Provided data:

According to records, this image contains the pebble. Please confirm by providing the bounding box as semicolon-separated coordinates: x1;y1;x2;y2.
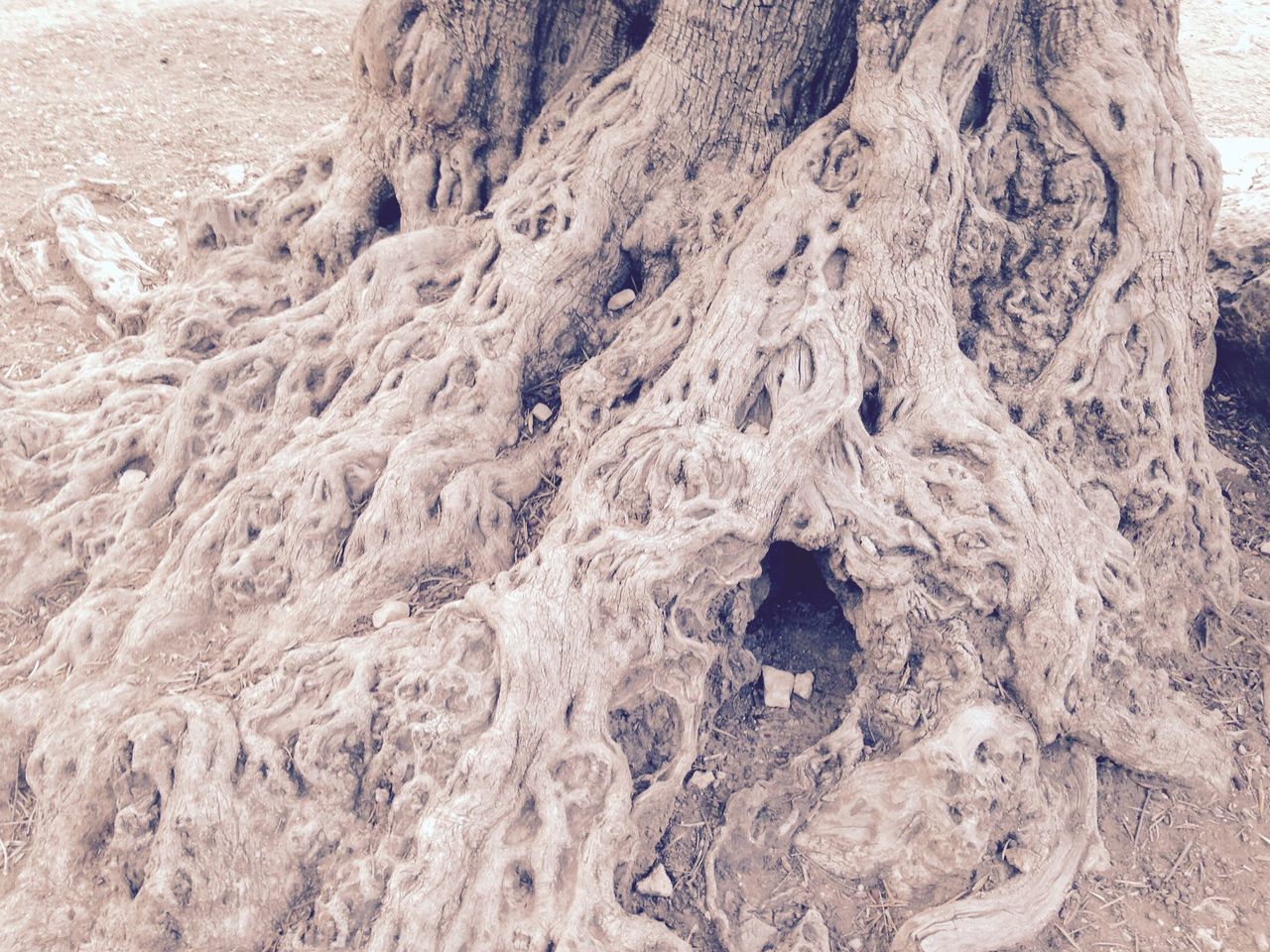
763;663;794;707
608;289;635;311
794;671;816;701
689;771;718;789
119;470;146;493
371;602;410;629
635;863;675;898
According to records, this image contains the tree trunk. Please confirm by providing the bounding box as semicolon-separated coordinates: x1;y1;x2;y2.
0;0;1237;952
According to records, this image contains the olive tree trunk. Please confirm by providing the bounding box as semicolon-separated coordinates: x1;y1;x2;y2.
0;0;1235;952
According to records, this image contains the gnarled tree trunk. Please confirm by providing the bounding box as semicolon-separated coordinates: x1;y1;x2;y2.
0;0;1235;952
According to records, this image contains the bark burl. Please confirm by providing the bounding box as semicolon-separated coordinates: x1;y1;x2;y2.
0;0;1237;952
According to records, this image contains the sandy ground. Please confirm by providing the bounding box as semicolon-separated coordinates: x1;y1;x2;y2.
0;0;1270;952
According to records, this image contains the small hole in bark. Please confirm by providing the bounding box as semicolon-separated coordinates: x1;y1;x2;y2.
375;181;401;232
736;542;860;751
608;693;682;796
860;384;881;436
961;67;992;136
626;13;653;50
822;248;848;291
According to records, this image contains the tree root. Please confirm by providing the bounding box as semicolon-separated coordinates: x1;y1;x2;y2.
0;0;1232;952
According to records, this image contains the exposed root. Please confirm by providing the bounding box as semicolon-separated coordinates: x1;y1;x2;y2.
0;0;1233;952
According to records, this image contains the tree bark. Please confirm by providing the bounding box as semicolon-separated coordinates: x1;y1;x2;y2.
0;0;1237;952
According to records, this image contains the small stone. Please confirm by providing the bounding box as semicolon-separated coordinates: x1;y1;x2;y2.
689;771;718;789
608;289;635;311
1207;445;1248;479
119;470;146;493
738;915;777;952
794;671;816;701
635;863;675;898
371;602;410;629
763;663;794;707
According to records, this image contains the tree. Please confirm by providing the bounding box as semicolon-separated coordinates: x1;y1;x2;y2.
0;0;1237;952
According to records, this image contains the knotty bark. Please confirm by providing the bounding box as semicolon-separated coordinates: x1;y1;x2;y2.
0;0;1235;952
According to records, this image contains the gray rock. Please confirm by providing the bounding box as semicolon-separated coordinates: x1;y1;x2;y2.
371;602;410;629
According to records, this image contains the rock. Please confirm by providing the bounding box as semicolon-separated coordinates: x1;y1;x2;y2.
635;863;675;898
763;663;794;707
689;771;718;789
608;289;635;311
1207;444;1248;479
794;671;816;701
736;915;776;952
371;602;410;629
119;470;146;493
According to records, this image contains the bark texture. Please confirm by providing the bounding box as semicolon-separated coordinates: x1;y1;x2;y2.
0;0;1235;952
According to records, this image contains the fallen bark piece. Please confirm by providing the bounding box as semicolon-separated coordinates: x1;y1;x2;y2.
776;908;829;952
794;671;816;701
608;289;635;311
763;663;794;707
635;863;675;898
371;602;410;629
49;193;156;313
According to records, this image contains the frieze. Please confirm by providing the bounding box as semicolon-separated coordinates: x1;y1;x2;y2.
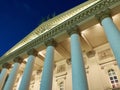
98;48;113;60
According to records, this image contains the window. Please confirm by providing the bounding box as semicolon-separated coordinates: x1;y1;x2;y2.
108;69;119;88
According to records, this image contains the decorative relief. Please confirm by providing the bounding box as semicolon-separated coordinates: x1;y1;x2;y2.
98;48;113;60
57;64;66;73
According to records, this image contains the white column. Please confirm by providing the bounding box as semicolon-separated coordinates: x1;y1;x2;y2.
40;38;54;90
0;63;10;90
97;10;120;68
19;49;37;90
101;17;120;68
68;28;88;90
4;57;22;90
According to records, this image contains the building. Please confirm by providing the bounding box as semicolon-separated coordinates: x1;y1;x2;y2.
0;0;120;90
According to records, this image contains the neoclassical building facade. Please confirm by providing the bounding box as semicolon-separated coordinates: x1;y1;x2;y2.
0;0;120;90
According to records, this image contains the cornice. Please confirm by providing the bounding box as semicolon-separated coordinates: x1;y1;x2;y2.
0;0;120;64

Requirements:
Exclude the pictures and transcribe all of the entries exactly.

Result for this task:
According to records, this image contains the pebble. Please confirm by providing the bounding box as semicolon-separated coordinates: x1;y1;x2;y2.
763;663;794;707
608;289;635;311
794;671;816;701
689;771;718;789
119;470;146;493
371;602;410;629
635;863;675;898
According to records, this image contains the tree trunk. Please confirm by providing the bounding box as semicolon-separated coordinates: x1;y1;x2;y2.
0;0;1237;952
According to records, this image contains the olive tree trunk. Please confirm by providing the bounding box as semicolon-separated coordinates: x1;y1;x2;y2.
0;0;1235;952
According to records, this image contains the gnarled tree trunk. Please confirm by providing the bounding box as semicolon-separated coordinates: x1;y1;x2;y2.
0;0;1235;952
According to records, this image contains the bark burl. Please confirm by providing the bounding box as semicolon-separated coordinates: x1;y1;x2;y2.
0;0;1237;952
According to records, this image contains the sandy ground. Please confirm by providing the bounding box as semicolon-separated coordinates: x1;y1;x2;y2.
0;0;1270;952
According to records, this image contains the small hole in bark. Please confirm by providing the bounding box as semicolon-separated coordinates: x1;y1;x2;y2.
375;181;401;232
736;542;860;751
608;693;682;796
860;384;881;436
961;67;992;136
626;13;653;50
822;248;848;291
According to records, this image contains the tree root. Please confirm by providing the bounding box as semicolon-separated coordinates: x1;y1;x2;y2.
0;0;1232;952
According to records, this image contains the exposed root. Please confirm by providing the bounding box as semicolon-separated coordinates: x1;y1;x2;y2.
0;0;1233;952
According to records, this image contains the tree bark. Please confirm by providing the bounding box as semicolon-separated coordinates: x1;y1;x2;y2.
0;0;1237;952
According to records, this image contains the small stone. Please confirm by providing the bounding box as semicolon-separated coordinates: x1;y1;x2;y2.
689;771;718;789
608;289;635;311
1207;445;1248;479
119;470;146;493
738;915;777;952
794;671;816;701
635;863;675;898
371;602;410;629
763;663;794;707
According to records, this image contains the tree. Please confirm by providing the bounding box as semicolon-separated coordinates: x1;y1;x2;y2.
0;0;1237;952
According to records, this image contains the knotty bark. Please confirm by providing the bounding box as semicolon-separated coordinates: x1;y1;x2;y2.
0;0;1235;952
According to records, this image contains the gray rock. Please confirm by providing the bounding box as semicolon-separated coordinates: x1;y1;x2;y2.
371;602;410;629
According to records, this image contains the rock. Please confirm by providing the bounding box as semicolon-separated coordinates: x1;y1;x2;y2.
635;863;675;898
763;663;794;707
689;771;718;789
608;289;635;311
1207;444;1248;479
794;671;816;701
736;915;776;952
371;602;410;629
119;470;146;493
According to records, this image contains the bark texture. Please confirm by providing the bounding box as semicolon-separated coordinates: x1;y1;x2;y2.
0;0;1235;952
According to records, this image contains the fallen bark piece. Please confirm by providing the bounding box as semicolon-separated coordinates: x1;y1;x2;y2.
776;908;829;952
794;671;816;701
608;289;635;311
763;663;794;707
635;863;675;898
371;602;410;629
49;193;156;313
According to records, this image contains the frieze. Please confirm by providing the bounding box as semicolon-separated coordinates: x1;y1;x2;y2.
98;48;113;60
According to records, this image contains the window. Please confirm by providing the bounding box as semicolon-separated coordinates: x1;y1;x2;y2.
108;69;119;88
According to records, this image contains the decorative relief. Please confirm by providing the bounding box as semicolon-separated coordinates: x1;y1;x2;y2.
98;48;113;60
57;64;66;73
According to records, this image contains the white column. Please confirm by providing the bounding box as semicolon-separated coordinates: x1;y1;x2;y2.
40;38;54;90
0;63;10;90
97;10;120;68
19;49;37;90
101;17;120;68
68;28;88;90
4;57;22;90
According to records, this image contains the building. Please confirm by providing the bounding box as semicolon-separated coordinates: x1;y1;x2;y2.
0;0;120;90
According to records, this image contains the neoclassical building facade. Please confirm by providing the bounding box as semicolon-separated coordinates: x1;y1;x2;y2.
0;0;120;90
According to records, this image contains the cornice. Please confirm by providing the bounding box as semicolon-separated coordinates: x1;y1;x2;y2.
0;0;120;64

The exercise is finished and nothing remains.